§ **EXERCISE TEXT**:
+---+

= AK-47 (cannabis) =

Cannabis strain

AK-47, also known simply as AK, is a cannabis strain with high THC content. It is a hybrid strain of cannabis that is sativa-dominant; it mixes Colombian, Mexican, Thai, and Afghan strains. A strong and popular strain, it has won multiple cannabis industry awards. The plant genetics of AK-47 have been studied scientifically.

==Naming==
There is more than one explanation for the name of the strain. One, described by Joe Dolce in Brave New Weed, is that the letters "AK" stand for the breeder and 47 represents the number of days from planting to harvest. Another theory is that it is named after the AK-47 assault rifle. One author says flatly the name "has nothing to do with the AK-47 machine gun" and speculates it may stand for Afghan Kush and the suffix coming from the initial Dutch growers' tracking system. Yet another theory is that it describes the potency. A marijuana review in Way of Leaf said that the name is appropriate because of how powerful the strain is, with its mix of strong strains and its high content of THC and fair level of CBD. It did note that the flavor is sweet and delicate, unlike an assault rifle, writing that it "is as powerful as a gunshot in potency — but not in how it makes you feel". Westwords cannabis column instead felt that despite being "named after one of the most widely used killing machines on the planet, this strain is much more gentle than you'd imagine".

+---+

§ **RECORDED INFORMATION**:
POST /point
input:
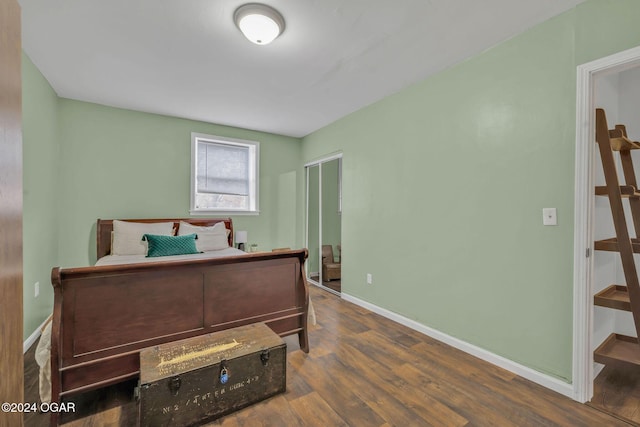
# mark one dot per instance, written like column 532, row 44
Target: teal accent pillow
column 170, row 245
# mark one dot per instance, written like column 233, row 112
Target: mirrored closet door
column 324, row 223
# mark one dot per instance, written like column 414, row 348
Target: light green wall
column 84, row 161
column 119, row 163
column 40, row 182
column 444, row 185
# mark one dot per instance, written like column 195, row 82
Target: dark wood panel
column 11, row 317
column 259, row 284
column 161, row 304
column 100, row 374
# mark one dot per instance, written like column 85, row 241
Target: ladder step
column 614, row 296
column 622, row 143
column 611, row 245
column 618, row 348
column 625, row 191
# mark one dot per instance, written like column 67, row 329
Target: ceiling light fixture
column 259, row 23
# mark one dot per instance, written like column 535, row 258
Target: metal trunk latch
column 264, row 357
column 174, row 385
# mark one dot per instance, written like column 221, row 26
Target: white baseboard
column 521, row 370
column 33, row 337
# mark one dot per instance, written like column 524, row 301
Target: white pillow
column 127, row 236
column 211, row 238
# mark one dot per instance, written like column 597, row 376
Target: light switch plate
column 549, row 216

+---+

§ **WORK INSTRUCTIONS**: Say whether each statement agrees with the text on the AK-47 cannabis strain, giving yes or no and quoting the words of the text that decide it: (a) AK-47 is an indica-dominant hybrid; (b) one author denies that the name comes from the machine gun; (c) the Way of Leaf review calls the flavor harsh.

§ **TASK ANSWER**:
(a) No: "sativa-dominant"
(b) Yes: "has nothing to do with the AK-47 machine gun"
(c) No: "the flavor is sweet and delicate"